[Object pointing dataset rows]
______

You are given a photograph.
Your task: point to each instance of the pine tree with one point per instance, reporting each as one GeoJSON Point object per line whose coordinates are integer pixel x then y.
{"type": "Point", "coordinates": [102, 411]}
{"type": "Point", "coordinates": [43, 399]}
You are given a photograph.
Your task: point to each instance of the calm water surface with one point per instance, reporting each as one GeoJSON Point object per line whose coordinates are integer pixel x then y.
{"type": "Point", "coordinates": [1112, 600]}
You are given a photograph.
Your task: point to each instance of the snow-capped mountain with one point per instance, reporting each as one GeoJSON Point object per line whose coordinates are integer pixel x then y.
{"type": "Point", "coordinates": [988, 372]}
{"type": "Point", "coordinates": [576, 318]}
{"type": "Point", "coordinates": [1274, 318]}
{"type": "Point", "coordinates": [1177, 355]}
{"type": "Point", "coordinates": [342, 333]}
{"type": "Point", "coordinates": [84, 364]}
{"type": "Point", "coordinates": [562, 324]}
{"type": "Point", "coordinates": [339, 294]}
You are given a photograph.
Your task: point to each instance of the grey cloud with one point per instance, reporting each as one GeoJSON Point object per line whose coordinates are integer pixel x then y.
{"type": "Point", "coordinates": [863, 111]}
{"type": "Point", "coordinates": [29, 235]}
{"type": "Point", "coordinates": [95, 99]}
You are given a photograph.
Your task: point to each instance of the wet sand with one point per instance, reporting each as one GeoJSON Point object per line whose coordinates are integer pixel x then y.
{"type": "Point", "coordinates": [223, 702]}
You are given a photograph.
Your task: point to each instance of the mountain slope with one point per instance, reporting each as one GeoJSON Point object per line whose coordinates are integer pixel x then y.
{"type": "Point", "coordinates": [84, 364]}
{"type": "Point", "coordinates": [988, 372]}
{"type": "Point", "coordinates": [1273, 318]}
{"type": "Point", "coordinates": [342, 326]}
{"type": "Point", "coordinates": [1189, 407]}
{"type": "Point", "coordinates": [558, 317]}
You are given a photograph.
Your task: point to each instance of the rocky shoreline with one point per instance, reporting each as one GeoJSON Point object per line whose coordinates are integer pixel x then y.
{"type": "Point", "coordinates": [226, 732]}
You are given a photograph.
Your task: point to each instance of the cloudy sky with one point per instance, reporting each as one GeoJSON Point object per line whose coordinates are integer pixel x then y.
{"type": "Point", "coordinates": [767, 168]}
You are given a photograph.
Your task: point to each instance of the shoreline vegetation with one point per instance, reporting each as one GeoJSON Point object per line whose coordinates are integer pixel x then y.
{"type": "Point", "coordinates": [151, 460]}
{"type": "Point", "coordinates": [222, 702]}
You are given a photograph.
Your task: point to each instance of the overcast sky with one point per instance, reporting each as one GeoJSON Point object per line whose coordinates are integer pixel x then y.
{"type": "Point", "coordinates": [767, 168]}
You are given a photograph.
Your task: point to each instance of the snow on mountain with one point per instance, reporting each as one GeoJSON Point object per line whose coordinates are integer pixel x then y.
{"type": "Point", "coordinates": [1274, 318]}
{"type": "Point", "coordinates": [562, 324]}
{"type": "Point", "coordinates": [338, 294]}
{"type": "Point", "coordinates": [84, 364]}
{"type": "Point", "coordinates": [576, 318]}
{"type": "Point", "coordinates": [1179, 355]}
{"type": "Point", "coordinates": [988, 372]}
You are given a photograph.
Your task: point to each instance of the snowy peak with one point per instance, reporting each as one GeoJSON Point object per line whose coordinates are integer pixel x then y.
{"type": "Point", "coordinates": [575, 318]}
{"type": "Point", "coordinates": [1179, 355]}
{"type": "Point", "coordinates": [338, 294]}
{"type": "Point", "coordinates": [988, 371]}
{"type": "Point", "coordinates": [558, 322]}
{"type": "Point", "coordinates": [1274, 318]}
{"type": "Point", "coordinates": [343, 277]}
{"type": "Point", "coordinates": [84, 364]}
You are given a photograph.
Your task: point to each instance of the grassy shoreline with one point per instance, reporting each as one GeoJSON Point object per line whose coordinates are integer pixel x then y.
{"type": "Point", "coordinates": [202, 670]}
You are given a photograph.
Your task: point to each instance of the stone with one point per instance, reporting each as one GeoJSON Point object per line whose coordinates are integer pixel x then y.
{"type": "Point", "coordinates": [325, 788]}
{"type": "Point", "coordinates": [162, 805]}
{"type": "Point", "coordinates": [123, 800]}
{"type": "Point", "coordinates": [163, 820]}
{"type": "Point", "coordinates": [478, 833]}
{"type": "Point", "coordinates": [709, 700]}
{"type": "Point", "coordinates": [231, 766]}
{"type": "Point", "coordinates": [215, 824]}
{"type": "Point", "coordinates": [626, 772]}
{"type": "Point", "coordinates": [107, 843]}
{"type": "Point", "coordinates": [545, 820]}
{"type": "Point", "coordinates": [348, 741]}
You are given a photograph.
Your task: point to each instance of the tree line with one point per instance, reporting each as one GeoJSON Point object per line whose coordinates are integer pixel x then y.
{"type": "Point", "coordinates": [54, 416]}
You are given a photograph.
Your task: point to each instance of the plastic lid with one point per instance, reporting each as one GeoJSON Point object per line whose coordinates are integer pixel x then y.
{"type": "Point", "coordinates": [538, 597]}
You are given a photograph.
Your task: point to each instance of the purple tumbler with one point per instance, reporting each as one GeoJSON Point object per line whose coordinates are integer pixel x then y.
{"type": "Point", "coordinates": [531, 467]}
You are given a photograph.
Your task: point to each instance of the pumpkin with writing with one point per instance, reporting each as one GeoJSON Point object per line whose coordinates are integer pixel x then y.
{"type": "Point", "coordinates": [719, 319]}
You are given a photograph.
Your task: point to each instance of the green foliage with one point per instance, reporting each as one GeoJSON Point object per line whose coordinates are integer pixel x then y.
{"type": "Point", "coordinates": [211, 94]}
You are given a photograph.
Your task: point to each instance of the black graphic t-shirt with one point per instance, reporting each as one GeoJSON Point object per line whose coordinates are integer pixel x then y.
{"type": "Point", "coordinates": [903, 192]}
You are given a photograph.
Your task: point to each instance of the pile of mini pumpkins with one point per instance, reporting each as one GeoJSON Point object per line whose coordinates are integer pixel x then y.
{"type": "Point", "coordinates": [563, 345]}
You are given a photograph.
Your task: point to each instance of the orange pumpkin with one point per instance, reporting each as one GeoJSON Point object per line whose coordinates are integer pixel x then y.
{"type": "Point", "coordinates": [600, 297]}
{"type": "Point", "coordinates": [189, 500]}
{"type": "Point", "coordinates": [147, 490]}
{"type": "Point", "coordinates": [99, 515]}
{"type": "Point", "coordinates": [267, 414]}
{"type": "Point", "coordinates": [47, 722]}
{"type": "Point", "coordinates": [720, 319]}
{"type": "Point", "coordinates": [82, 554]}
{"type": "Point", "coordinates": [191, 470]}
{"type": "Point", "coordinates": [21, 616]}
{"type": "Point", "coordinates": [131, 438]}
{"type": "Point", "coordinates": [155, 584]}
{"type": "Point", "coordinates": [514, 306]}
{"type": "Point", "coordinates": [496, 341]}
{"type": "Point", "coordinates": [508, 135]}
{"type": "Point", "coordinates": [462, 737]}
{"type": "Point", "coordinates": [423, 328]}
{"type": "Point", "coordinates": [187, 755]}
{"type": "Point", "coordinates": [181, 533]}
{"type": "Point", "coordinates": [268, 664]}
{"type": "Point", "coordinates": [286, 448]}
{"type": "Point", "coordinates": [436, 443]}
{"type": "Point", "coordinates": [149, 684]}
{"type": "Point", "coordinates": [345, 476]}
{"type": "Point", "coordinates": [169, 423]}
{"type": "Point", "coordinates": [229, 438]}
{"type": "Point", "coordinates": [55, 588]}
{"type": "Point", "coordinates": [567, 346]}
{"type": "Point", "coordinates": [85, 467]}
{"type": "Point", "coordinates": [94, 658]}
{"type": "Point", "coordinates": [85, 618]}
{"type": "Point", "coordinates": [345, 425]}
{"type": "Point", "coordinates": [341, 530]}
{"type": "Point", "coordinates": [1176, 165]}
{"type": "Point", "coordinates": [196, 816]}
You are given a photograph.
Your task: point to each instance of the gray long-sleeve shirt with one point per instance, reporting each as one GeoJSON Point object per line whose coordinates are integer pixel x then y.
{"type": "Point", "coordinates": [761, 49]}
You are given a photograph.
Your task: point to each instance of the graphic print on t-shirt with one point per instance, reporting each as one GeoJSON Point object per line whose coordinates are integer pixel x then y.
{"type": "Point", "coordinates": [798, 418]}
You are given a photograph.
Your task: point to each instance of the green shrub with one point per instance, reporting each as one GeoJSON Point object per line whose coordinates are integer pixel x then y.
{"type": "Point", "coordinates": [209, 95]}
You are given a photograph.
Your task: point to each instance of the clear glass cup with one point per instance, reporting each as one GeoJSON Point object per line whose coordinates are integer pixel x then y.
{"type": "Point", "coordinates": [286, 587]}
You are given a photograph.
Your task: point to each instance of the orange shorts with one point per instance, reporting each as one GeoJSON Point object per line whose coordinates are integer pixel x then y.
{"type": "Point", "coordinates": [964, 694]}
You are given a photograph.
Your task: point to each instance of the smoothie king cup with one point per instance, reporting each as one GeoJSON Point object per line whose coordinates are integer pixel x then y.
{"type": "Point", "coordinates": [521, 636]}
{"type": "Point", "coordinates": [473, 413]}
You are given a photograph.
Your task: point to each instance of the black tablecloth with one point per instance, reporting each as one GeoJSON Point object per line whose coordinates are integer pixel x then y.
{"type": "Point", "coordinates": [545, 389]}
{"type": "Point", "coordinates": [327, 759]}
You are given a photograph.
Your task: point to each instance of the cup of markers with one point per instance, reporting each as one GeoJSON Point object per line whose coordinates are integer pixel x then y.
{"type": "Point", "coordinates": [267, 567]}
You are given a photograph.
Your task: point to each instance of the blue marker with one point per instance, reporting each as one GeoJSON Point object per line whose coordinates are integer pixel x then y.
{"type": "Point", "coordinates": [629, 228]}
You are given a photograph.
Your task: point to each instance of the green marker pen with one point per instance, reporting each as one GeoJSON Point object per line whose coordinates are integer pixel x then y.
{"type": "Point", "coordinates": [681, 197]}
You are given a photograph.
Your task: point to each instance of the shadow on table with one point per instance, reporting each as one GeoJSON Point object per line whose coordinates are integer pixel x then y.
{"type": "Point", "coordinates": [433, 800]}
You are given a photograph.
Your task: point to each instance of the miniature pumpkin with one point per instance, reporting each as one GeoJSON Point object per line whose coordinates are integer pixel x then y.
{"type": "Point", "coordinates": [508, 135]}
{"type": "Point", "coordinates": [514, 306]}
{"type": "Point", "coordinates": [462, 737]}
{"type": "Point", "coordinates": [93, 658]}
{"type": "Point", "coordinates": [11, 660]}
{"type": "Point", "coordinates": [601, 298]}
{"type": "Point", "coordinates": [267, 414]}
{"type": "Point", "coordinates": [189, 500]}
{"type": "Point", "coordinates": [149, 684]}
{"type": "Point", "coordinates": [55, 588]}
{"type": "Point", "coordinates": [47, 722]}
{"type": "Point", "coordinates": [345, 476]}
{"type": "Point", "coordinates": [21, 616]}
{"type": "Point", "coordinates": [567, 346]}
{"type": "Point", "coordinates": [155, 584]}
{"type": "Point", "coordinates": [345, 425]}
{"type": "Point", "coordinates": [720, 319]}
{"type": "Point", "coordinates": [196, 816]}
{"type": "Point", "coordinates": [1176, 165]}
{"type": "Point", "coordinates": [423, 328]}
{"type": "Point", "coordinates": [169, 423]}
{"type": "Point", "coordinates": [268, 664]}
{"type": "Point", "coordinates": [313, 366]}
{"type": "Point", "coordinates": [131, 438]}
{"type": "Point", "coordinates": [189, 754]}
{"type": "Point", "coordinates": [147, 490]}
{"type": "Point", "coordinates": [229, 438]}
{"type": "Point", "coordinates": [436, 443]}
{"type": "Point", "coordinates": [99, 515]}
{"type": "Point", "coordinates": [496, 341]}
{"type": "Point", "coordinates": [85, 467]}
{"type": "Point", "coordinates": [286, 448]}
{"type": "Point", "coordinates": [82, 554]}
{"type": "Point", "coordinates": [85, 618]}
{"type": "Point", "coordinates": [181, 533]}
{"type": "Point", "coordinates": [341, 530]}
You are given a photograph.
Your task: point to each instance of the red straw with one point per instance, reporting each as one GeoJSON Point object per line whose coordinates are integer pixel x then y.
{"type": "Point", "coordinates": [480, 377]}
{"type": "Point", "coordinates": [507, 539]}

______

Find each line in the items above that contains the string "tree" and copy it out in full. Case matters.

Your task: point to each instance of the pine tree with one point per instance, reporting each as one GeoJSON Point object per line whose coordinates are integer pixel x then y.
Your task: point to each instance of the tree line with one point per instance, reporting each as one GeoJSON Point object per line whose coordinates are integer pixel x then y.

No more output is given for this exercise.